Source document
* * * * * * * * *

Alex: Use the solution as a comparison, not as a script. Your edit can be different. Check that it replaces the TODO with real content, that the commit message makes sense, and that your evidence points to the commit.
Jamie: How does this connect to pull requests? Challenge 5 is only a commit, but the chapter around it talks a lot about PRs.
Alex: A pull request, or PR, is how a saved change becomes a proposed contribution for review and merge. Challenge 5 gives you the commit habit first, because every PR is made of commits.
Jamie: So later, when I open a PR, the reviewer will see not only my description but also the commits behind it.
Alex: Exactly. A PR page has several important places: the Conversation tab for the description, comments, and bot feedback; the Commits tab for saved changes; the Checks tab for automated results; and the Files changed tab for the diff.
Jamie: Diff means the before-and-after view of the file, right?
Alex: Yes. Removed lines and added lines are shown so reviewers can understand the change. In later PR work, you will also include a line like `Closes #XX` in the PR description so the related issue closes automatically when the PR is merged.
Jamie: And Gandalf reads the PR too?
Alex: Gandalf posts validation feedback on the PR Conversation tab. It can check things like issue linkage, description detail, and accessibility-related file issues. If something fails, you update the branch and the checks run again.
Jamie: That makes the commit message part of a bigger communication chain.
Alex: Yes. A clear commit helps the PR make sense, a clear PR helps review move faster, and review prepares you for contributing beyond the Learning Room.
Jamie: There are a lot of moving pieces around the Learning Room: optional skills modules, peer review, bots, study groups. How much of that matters for this challenge?
Alex: For Challenge 5, keep your attention on the edit and commit. But it helps to know the larger map: GitHub Skills modules are optional self-paced practice in your account, while the Learning Room is the required workshop track for Day 1.
Jamie: And peers do not automatically see everything in my private repo.
Alex: Right. Facilitators may arrange peer review or sharing when it is useful, but your repo is private by default. The usual PR flow is: you open a PR, automation gives feedback, a reviewer may comment, you respond or update, and then the work is merged when it is ready.
Jamie: What if review takes a while, or I disagree with feedback?
Alex: Ask for facilitator help, respond kindly, and keep the conversation tied to the change. Study groups are fine when the workshop allows them, but your evidence and decisions should still be your own.
Jamie: It sounds like this tiny TODO edit is rehearsal for open source communication.
Alex: It is. And if GitHub's interface changes, use current official GitHub documentation, GitHub's accessibility guidance, or your facilitator as references. The labels may move, but the workflow remains: find the right repo, use the right branch, make the smallest useful change, describe it clearly, and leave evidence someone else can follow.

* * * * * * * * *

[Location labeling records]

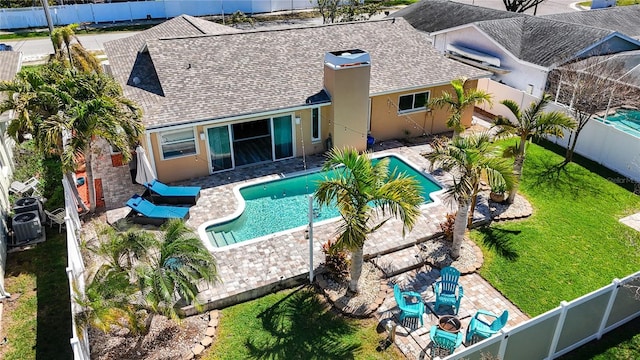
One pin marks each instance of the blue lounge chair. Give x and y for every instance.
(415, 309)
(448, 291)
(483, 328)
(162, 193)
(145, 212)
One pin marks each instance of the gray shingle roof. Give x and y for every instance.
(541, 41)
(435, 15)
(213, 77)
(123, 55)
(623, 19)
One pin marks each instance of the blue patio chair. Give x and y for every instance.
(483, 328)
(447, 290)
(145, 212)
(444, 340)
(166, 194)
(408, 309)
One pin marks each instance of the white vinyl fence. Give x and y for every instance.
(75, 272)
(602, 143)
(137, 10)
(566, 327)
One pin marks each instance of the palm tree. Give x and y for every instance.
(361, 190)
(95, 107)
(35, 99)
(469, 159)
(180, 262)
(459, 101)
(139, 271)
(533, 122)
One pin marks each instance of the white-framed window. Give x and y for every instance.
(178, 143)
(413, 102)
(316, 125)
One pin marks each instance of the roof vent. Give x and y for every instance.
(347, 58)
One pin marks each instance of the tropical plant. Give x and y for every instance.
(34, 99)
(65, 48)
(335, 260)
(367, 196)
(94, 106)
(461, 99)
(469, 159)
(179, 264)
(532, 122)
(141, 271)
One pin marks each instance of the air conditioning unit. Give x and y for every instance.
(27, 204)
(26, 227)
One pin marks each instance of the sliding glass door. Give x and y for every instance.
(220, 148)
(282, 137)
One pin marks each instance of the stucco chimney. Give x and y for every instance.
(346, 79)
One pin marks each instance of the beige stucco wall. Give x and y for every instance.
(184, 167)
(387, 123)
(349, 91)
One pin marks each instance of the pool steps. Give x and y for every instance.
(221, 238)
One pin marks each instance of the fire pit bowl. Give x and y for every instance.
(449, 323)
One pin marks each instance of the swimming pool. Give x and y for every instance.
(624, 120)
(282, 204)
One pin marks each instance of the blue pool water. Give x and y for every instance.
(283, 204)
(625, 120)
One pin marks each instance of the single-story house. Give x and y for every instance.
(10, 64)
(521, 50)
(215, 98)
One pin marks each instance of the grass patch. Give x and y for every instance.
(294, 324)
(38, 323)
(566, 249)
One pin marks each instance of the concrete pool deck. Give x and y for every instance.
(253, 269)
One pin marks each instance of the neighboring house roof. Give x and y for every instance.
(626, 66)
(542, 41)
(436, 15)
(623, 19)
(221, 76)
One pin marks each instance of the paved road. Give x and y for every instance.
(38, 49)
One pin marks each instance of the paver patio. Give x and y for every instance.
(252, 268)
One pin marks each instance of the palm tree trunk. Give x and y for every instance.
(90, 183)
(474, 200)
(459, 227)
(74, 189)
(518, 164)
(355, 270)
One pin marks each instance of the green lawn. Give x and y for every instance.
(38, 323)
(568, 247)
(294, 324)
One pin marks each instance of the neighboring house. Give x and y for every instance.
(522, 50)
(215, 99)
(430, 16)
(10, 63)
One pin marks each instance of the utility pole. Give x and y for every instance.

* * * * * * * * *

Aim
Write out the conversation about commits and pull requests word for word, from "Alex: It is." to "else can follow.".

Exercise answer
Alex: It is. And if GitHub's interface changes, use current official GitHub documentation, GitHub's accessibility guidance, or your facilitator as references. The labels may move, but the workflow remains: find the right repo, use the right branch, make the smallest useful change, describe it clearly, and leave evidence someone else can follow.